## WORK TO COMPLETE:
Write the records out once more, exactly as they are given.

## DATA RECORDS:
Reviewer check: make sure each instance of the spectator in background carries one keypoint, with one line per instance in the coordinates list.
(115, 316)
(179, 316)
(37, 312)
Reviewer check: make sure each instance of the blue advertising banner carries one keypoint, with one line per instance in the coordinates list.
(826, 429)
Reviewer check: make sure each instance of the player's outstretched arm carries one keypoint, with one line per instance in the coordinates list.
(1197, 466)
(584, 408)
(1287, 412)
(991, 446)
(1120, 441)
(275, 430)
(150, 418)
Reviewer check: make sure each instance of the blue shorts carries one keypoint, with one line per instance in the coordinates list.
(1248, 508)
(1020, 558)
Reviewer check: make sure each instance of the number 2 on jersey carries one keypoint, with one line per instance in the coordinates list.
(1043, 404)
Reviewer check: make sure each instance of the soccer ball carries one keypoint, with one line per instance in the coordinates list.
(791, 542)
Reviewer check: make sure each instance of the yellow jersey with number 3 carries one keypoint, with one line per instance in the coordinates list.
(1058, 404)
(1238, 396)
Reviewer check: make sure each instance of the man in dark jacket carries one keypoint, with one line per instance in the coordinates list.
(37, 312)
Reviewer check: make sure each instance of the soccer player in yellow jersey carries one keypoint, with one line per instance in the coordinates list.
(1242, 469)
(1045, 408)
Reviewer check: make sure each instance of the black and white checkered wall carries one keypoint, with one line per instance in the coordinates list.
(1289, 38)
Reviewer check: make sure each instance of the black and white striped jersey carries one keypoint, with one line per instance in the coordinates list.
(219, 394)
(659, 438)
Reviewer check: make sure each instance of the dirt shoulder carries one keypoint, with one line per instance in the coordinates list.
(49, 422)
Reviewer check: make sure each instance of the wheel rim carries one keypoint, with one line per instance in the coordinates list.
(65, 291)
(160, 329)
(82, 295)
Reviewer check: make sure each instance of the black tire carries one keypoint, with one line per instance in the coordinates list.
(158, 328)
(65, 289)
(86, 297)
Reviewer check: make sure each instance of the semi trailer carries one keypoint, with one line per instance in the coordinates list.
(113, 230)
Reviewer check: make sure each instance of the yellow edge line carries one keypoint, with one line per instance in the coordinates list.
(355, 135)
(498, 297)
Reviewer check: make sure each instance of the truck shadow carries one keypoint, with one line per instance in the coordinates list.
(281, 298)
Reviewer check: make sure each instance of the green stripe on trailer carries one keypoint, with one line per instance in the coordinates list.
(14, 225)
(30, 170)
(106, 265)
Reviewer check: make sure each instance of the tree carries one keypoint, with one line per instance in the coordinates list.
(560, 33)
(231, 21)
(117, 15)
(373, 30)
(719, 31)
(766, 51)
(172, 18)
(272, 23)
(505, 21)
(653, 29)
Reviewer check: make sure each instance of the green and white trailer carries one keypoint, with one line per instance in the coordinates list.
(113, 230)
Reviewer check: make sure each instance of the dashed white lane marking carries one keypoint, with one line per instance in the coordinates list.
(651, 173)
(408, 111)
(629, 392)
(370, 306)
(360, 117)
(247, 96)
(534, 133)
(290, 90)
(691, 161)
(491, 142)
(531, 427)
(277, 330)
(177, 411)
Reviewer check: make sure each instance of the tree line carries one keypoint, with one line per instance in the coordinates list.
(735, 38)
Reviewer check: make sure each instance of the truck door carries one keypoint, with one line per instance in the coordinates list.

## PROBLEM SOLUTION:
Reviewer check: make sure each instance of the spectator in background carries one keypoint, with one line per instance in the coordinates list.
(115, 316)
(179, 316)
(37, 312)
Reviewer check: make sure each instance of the blue advertising banner carries one keypoint, with one line per instance in the coordinates list.
(826, 429)
Reviewer check: make sure each instance of the player's outstretched arm carries one keypoint, with one line per instance in the coordinates list.
(1197, 466)
(584, 408)
(1287, 412)
(991, 446)
(1120, 441)
(275, 430)
(150, 418)
Reviewer check: make sure each instance of the blue shorts carries one keypoint, with one line per instance in the coordinates list.
(1248, 508)
(1020, 558)
Reviewer check: make sure each instance of the number 2 on jersey carries one keypoint, with one line per instance in the coordinates list.
(1043, 404)
Reviewer check: make sure each instance of the soccer ball carries one keypoint, with one line per instance in the coordinates list.
(791, 542)
Reviewer check: make sure each instance of the yellow jersey with number 3 carries one keypoint, with one line per instance in the coordinates list.
(1058, 404)
(1238, 396)
Reviewer check: make sure each instance of the man in dark jacket carries one keypoint, with one line per instance in the coordinates list.
(37, 312)
Reviewer check: make sure each instance of the soccer player in yellow jersey carries one keypoint, with one line per instance in the coordinates list.
(1242, 469)
(1045, 408)
Reviewer check: make sure each instance of the black and white checkered wall carries one keypoint, with one line per instance in the coordinates list.
(1289, 38)
Reviewer check: make sure each instance of the black and white striped jersey carries one keypoint, with one line per instance in the coordinates list.
(219, 394)
(659, 438)
Reviewer check: make sure each instance of the dirt shoulder carries one keypoint, with one line per instance in the coordinates list.
(49, 422)
Reviewer check: make sure each instance of the wheel rim carries one keypoint, with one line per instance in the coordinates list.
(65, 291)
(160, 329)
(82, 295)
Reviewer check: make sure each instance of the black tire carries one keypoint, with one line per instance in the coordinates list.
(158, 328)
(65, 289)
(86, 297)
Reviewer check: make sure each instance of the semi trailer carries one keypoint, with one line per instance in the coordinates list.
(113, 230)
Reviewer check: make sure each instance of the yellow edge line carries one keypoint, with one line per instance in the coordinates list.
(355, 135)
(498, 297)
Reviewer check: make sure each instance of the truck shadow carries one keypoint, with one line per instance in the coordinates list.
(281, 298)
Reviewer check: make sure each instance of the green stripe on trailer carries one keypoint, with one line per instance in the coordinates list.
(14, 225)
(30, 170)
(106, 265)
Reviewer check: make sure each instance of the tree carries one keypoint, with one line per instance in the coordinates list.
(560, 33)
(231, 21)
(117, 15)
(373, 30)
(719, 31)
(766, 51)
(172, 18)
(272, 23)
(505, 21)
(653, 29)
Reviewer check: make sure each instance of the green and white trailer carries one keypoint, with one line per instance in the coordinates list.
(113, 230)
Reviewer check: make sure each instance of the dashed white lane marking carries one keypoint, with one line per instance in the coordinates list.
(651, 173)
(408, 111)
(629, 392)
(370, 306)
(360, 117)
(247, 96)
(534, 133)
(290, 90)
(691, 161)
(491, 142)
(531, 427)
(277, 330)
(177, 411)
Reviewer check: make sure each instance of the tree line carries one keypoint, with one line per instance in the coordinates list.
(735, 38)
Reviewer check: make sure each instance of the truck door carries one keypoint, with one line per instance in the coordinates list.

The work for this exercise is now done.